**Aim**
Copy out the rows below, swapping "parentheses" for "square brackets" wherever it occurs and changing nothing else.

Raw rows:
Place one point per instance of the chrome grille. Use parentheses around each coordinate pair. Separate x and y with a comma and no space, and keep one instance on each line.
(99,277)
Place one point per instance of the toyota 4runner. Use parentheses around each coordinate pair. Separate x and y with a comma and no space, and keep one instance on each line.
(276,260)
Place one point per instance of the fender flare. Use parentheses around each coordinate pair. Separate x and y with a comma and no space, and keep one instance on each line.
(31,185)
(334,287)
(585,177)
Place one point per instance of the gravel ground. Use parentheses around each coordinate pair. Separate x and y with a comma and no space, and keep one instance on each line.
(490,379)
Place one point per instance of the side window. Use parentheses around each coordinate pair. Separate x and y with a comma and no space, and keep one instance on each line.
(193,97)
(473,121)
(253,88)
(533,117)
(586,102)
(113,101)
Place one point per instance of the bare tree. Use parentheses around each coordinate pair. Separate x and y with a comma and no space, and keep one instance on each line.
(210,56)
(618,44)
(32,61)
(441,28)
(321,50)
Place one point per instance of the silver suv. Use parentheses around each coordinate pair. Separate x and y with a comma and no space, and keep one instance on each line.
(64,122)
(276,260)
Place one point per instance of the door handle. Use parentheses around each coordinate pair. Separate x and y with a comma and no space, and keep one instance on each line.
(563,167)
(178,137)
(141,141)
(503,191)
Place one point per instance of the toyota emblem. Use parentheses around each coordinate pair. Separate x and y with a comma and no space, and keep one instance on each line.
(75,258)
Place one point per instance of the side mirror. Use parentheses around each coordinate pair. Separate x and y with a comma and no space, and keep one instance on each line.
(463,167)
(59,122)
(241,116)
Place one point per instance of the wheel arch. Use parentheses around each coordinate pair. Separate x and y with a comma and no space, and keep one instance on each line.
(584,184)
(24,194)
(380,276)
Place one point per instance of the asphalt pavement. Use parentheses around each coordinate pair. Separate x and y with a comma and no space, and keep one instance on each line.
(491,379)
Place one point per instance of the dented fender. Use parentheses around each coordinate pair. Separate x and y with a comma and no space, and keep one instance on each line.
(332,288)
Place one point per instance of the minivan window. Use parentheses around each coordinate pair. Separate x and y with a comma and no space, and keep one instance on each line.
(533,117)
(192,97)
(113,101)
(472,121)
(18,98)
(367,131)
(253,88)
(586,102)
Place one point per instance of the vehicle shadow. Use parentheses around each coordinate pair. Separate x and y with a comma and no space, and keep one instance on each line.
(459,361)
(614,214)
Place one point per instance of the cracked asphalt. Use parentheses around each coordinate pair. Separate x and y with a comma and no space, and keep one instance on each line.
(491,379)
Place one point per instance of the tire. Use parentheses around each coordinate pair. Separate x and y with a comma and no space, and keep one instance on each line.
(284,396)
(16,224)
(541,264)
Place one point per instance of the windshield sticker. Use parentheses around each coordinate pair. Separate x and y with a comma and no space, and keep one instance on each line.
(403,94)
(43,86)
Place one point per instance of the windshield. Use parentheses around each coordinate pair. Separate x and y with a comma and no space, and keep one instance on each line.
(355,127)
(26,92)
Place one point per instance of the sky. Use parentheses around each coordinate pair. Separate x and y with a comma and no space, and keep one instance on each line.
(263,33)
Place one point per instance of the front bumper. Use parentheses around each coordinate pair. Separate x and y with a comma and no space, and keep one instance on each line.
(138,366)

**Complete response**
Place one point per instance of the chrome grille. Use square brackets around each coordinate pair. Separate x and y with a comma and no space, and keep one instance on each line.
(99,277)
Place one point per instance of the toyota 4runner. Use square brackets around each coordinate pair. Separate x and y with a comma and no space, and keep one instance on each line.
(276,260)
Place one point per instance of the fender flare. Use square brackets around each coordinate pair. Separate x and y with a comma and no space, and keep one instance on each line.
(31,185)
(334,287)
(585,177)
Place one point per instance of the gravel ground. Use square brackets around each coordinate pair. Separate x and y with a comma and no space, and keep one instance on each line.
(490,379)
Place one point per instance of the side window. Use square brackets around each coordinate pair. Separate x and y with a comma and no space, and keep one instance on each line.
(193,97)
(473,121)
(253,88)
(533,117)
(586,102)
(113,101)
Place one point per instance of the bare tree. Use square brackets around each coordinate pair. Separate x and y with a comma and no space, and keep one instance on each line.
(210,56)
(618,44)
(32,61)
(441,28)
(321,50)
Place one point per instance of the silver suv. Use square brackets around each coordinate pair. Separate x and y with a comma and no space, and keep one instance on each line.
(64,122)
(276,260)
Place one point per instance of the door handle. Use square brackets around each coordinate pair. Separate x and y with a comma and no space, and keep one instance on each line.
(563,167)
(178,137)
(141,141)
(503,191)
Place one point per instance of the toyota emblem. Use square brackets around each coordinate pair. Separate x and y with a comma and no space, and keep one instance on each line.
(75,258)
Place one point per instance of the side mirror. Use square brackets around each coordinate pair. Separate x and y with a comma and no space, and keep one instance on each line.
(463,167)
(59,122)
(241,116)
Place one point per instance of the wheel arch. Use square brackets around each coordinate pair. Separate x and y with a comma and no space, and keep one instance on each line.
(584,184)
(24,194)
(380,276)
Place one point per instance of the asphalt pavement. Use square brackets around each coordinate pair. Separate x and y with a comma and no space, and keep one instance on each line.
(491,379)
Place one point per instance of the dented fender. Use square brackets around each coordinate pair. Separate x and y with a comma and no space, and keep one instance on each line.
(332,288)
Place one point per instance of the minivan window. Use square brackets around each coordinate pair. Separate x and y with a comma and no space, and keep one instance on each line.
(533,117)
(192,97)
(113,101)
(472,121)
(18,98)
(367,131)
(253,88)
(586,102)
Place one point per instance of the vehicle shadow. Use square brackets around each coordinate pair. Separate x and y with a comma and no space, and keep one instance on each line.
(459,361)
(614,214)
Place one point per instance of the cracked asphalt. Use square brackets around each coordinate pair. Separate x and y with a comma and no space, and keep one instance on each line.
(491,379)
Place one point per instance of the tire. Use square brackets around each coordinate pair. Separate x and y with a comma and no space, and keep one instance on each line.
(284,396)
(16,224)
(541,264)
Place one point per instance of the windshield sticker. Use square brackets around each coordinate pair. Separate x and y with a comma and no space, and keep one instance on each line.
(403,94)
(43,86)
Place one point per instance of the windshield. Use square brackets around each coordinate pair. Separate x and y with a comma and no space, and keep one instance on each line.
(355,127)
(26,92)
Place one point per instance of the sky. Use square brackets around each coordinate pair. Separate x and y with a comma and no space, and keep one instance on each line.
(263,33)
Place one point per instance of the front bumper. Use square brackets around each coordinate pair. Separate x and y with a comma and no space, and keep one instance on each line.
(138,366)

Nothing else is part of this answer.